Could you reproduce every entry below word for word, changing nothing?

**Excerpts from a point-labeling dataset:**
=-=-=

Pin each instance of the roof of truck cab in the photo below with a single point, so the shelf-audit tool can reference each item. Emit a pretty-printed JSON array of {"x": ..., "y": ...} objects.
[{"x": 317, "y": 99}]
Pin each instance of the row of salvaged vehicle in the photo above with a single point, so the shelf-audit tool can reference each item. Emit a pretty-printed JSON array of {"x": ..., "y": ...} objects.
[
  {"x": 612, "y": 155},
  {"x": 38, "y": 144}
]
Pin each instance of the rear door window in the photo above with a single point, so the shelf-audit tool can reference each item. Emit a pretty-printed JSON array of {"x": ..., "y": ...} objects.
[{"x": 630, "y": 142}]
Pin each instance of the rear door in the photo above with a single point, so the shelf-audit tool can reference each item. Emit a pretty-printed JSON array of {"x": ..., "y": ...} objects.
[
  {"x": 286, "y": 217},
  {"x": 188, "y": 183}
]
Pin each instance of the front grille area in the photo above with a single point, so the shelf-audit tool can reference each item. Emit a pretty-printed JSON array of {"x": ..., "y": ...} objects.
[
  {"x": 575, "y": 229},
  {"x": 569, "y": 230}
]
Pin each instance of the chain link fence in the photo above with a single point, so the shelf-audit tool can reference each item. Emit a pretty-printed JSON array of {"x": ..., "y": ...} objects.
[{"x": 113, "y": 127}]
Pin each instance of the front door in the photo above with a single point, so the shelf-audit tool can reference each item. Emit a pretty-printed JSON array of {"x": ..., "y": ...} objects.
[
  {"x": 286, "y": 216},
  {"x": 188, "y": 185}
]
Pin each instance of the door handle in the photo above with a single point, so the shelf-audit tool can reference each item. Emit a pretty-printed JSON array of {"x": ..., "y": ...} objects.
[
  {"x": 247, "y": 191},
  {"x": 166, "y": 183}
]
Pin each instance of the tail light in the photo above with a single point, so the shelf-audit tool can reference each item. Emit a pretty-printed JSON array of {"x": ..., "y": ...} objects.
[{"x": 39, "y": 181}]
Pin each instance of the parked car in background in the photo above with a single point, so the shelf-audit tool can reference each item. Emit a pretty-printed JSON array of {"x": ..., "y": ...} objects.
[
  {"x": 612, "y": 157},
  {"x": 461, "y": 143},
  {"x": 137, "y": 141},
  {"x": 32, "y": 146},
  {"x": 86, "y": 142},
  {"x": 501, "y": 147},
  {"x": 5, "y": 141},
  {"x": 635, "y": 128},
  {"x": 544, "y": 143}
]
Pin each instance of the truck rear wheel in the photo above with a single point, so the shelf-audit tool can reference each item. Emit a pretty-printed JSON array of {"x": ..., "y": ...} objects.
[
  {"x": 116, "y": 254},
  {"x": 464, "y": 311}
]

=-=-=

**SOLUTION:**
Pin each instance of the roof of truck cab in the photo below with a single point, so the shelf-audit tool can reference each item. Emit a pretty-printed JSON array of {"x": ..., "y": ...} objects.
[{"x": 317, "y": 99}]
Pin each instance of the row of salvaged vehicle in the photo above with a single point, so the shelf-audit tool can reference each item. Emit a pretty-printed JSON array of {"x": ..., "y": ...} objects.
[
  {"x": 612, "y": 155},
  {"x": 38, "y": 144}
]
Pin each instance of the rear door window in the photo above with a single point, so the shelf-audit tool can reference each item. Emit a pretty-printed JSON array of {"x": ..., "y": ...} objects.
[{"x": 630, "y": 142}]
Pin each instance of the rear door in the photo above with a single point, so the shelf-audit tool can reference each item. Emit a pretty-printed JSON array of {"x": ..., "y": ...} objects.
[
  {"x": 286, "y": 217},
  {"x": 188, "y": 183}
]
Pin each instance of the front grille area in the photo above with a single point, so the shelf-audit tool can reference each item. Emit a pretty-printed JSON array of {"x": ..., "y": ...} objects.
[
  {"x": 575, "y": 229},
  {"x": 569, "y": 230}
]
Pin each instance of the chain link fence in the photo above with a single point, so the shelf-audit tool can reference each item. Emit a pretty-printed JSON array of {"x": ..., "y": ...} objects.
[{"x": 113, "y": 127}]
Pin each instance of the front door in the photo above with a single point, so the shelf-audit tool can reference each item. Emit a pretty-printed JSON array of {"x": ..., "y": ...} objects.
[
  {"x": 286, "y": 216},
  {"x": 188, "y": 185}
]
Pin each instance of the door handle in the photo above with a single point, so the shelf-audit tool can reference each item. Emit a pretty-printed JSON array of {"x": ..., "y": ...} objects.
[
  {"x": 247, "y": 191},
  {"x": 166, "y": 183}
]
Pin each instance of the tail light in the photo above with a single point, so the shelf-audit tool can reference each item. Emit a pretty-printed JSON array of {"x": ..., "y": ...} objects.
[{"x": 39, "y": 181}]
Pin each instance of the parked car in background in the photo above with a single point, so the shelf-audit tool can reference each item. Emit a pretty-printed JSON array of {"x": ..., "y": ...} objects.
[
  {"x": 612, "y": 157},
  {"x": 461, "y": 143},
  {"x": 137, "y": 141},
  {"x": 32, "y": 146},
  {"x": 86, "y": 142},
  {"x": 501, "y": 147},
  {"x": 5, "y": 141},
  {"x": 635, "y": 128},
  {"x": 544, "y": 143}
]
Pin each instance of the truck rear wheel in the photo above with a single point, so the shelf-audit tool can reference each item. Emit a pretty-printed JSON array of {"x": ..., "y": ...} objects.
[
  {"x": 116, "y": 254},
  {"x": 464, "y": 311}
]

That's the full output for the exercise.